* [Supplied passage]:
------------
Notes on Contributors

George Abraham (they/he) is a Palestinian American poet and PhD candidate at Harvard University. They are a Kundiman fellow, a board member for the Radius of Arab American Writers (RAWI), and the author of Birthright (Button Poetry, 2020).

Bay Area native and poet, Marissa Ahmadkhani holds an MA in English from Cal Poly SLO. Her work has been published or forthcoming in Southern Indiana Review, the minnesota review, Radar Poetry, The West Review, and poets.org, where she received the Academy of American Poets Prize in 2015 and 2017. Currently, she is pursuing an MFA at the University of California, Irvine.

Evelyn N. Alfred is an information professional who works at the Government Publishing Office in Library Services & Content Management. Her writing can be found at UnderblongThe Offing, and Lines + Stars. She lives in Maryland with her wife. 

Jacqueline Boucher lives and writes in Alaska, where she serves as the poetry editor for Lammergeier Magazine. A Best New Poets 2020 nominee, her work has appeared or is forthcoming in The Journal, The McNeese Review, New South, The Rupture, and other magazines. She can be found on Twitter @jacqueboucher.

Despy Boutris‘s writing has been published or is forthcoming in American Poetry Review, American Literary Review, Southern Indiana Review, Copper Nickel, Colorado Review, The Adroit Journal, Prairie Schooner, and elsewhere. Currently, she teaches at the University of Houston, works as Assistant Poetry Editor for Gulf Coast, and serves as Editor-in-Chief of The West Review.

Sam Burt is a poet and cheesemonger who has lived in Iowa City since graduating from Grinnell College with a degree in Russian. His poems may also be found in The Maine Review and Stone Coast Review, as well as forthcoming works in Salt Hill, Arc Poetry Magazine, and Rattle.

Jordan Charlton is a PhD student at the University of Nebraska. He also works with the Nebraska Writers Collective, working with both high school youth poets and incarcerated writers through the programs Louder Than a Bomb: Great Plains and Writers’ Block.

Sean Cho A. is the associate & social media editor of THRUSH Poetry Journal and an MFA candidate at the University of California Irvine. His work can be ignored or future-found in Salt Hill, The Portland Review, Hobart, and elsewhere. Sean’s manuscript Not Bilingual was a finalist for the Write Bloody Publishing Poetry Prize.

Brian Clifton is the author of the chapbooks MOT and Agape (from Osmanthus Press). They have work in: Pleiades, Guernica, Cincinnati Review, Salt Hill, Colorado Review, Quarterly West, Beloit Poetry Journal, and other magazines. They are an avid record collector and curator of curiosities.

Brittny Ray Crowell is a native of Texarkana, TX. She received a B.A. in English from Spelman College, and an M.A. in English from Texas A&M-Texarkana. Her work has been published in The West Review, Glass Poetry Press, and the anthology Black Lives Have Always Mattered. Her work focuses on hidden mythologies of the contemporary South. She is currently a Ph.D. student at the University of Houston where she serves as an Assistant Poetry Editor for Gulf Coast.
------------
* [Data provided]:

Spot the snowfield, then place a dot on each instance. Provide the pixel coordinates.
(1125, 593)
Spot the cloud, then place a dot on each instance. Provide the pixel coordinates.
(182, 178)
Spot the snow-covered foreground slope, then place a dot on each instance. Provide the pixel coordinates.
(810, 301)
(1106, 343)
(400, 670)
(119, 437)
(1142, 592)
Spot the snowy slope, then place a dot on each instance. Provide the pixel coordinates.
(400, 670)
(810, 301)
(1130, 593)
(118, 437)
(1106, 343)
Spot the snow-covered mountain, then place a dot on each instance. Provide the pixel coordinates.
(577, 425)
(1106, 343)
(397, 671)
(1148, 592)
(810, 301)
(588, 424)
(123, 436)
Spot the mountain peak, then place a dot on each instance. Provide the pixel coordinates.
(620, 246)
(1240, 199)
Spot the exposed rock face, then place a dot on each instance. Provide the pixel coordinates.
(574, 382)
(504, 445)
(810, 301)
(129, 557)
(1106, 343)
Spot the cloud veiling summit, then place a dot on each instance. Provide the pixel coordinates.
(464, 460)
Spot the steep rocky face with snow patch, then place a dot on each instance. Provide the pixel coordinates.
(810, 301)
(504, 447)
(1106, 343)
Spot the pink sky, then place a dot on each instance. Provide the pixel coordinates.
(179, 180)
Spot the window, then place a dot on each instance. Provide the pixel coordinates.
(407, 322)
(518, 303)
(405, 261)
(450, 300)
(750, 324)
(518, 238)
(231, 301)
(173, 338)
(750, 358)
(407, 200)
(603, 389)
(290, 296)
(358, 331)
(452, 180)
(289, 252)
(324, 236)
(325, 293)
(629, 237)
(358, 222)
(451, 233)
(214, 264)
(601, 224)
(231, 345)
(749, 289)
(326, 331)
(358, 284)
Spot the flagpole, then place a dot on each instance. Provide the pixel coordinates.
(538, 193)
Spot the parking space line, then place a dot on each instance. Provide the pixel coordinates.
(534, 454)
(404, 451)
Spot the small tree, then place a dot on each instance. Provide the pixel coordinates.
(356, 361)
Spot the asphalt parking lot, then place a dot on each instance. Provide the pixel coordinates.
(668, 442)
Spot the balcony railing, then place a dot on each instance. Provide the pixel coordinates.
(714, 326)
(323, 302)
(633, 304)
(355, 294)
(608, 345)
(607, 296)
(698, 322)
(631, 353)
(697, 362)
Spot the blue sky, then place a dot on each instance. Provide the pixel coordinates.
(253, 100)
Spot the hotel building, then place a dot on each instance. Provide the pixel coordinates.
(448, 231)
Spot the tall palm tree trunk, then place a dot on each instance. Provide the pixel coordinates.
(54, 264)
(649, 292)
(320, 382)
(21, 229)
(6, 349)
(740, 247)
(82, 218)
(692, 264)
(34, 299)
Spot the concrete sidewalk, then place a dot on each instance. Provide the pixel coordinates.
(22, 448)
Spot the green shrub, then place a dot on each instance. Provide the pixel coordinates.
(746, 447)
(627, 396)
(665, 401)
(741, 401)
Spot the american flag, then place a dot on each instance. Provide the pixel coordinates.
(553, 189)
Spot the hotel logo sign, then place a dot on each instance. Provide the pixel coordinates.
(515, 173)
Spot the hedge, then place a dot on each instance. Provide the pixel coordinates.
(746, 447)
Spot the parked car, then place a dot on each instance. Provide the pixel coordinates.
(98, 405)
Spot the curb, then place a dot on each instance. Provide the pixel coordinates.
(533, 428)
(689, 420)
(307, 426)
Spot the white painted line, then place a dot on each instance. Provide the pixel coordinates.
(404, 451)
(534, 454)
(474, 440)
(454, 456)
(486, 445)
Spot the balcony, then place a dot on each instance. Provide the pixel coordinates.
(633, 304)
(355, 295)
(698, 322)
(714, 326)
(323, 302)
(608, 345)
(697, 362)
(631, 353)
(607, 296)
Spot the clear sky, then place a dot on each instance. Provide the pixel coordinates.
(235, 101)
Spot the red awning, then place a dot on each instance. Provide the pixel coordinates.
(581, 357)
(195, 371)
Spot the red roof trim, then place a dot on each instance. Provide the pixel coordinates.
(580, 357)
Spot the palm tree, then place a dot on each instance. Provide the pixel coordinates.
------------
* [Given request]: Could you repeat the contributor notes word for word, from "Notes on Contributors" up to and including "of California, Irvine."?

* [The reply]:
Notes on Contributors

George Abraham (they/he) is a Palestinian American poet and PhD candidate at Harvard University. They are a Kundiman fellow, a board member for the Radius of Arab American Writers (RAWI), and the author of Birthright (Button Poetry, 2020).

Bay Area native and poet, Marissa Ahmadkhani holds an MA in English from Cal Poly SLO. Her work has been published or forthcoming in Southern Indiana Review, the minnesota review, Radar Poetry, The West Review, and poets.org, where she received the Academy of American Poets Prize in 2015 and 2017. Currently, she is pursuing an MFA at the University of California, Irvine.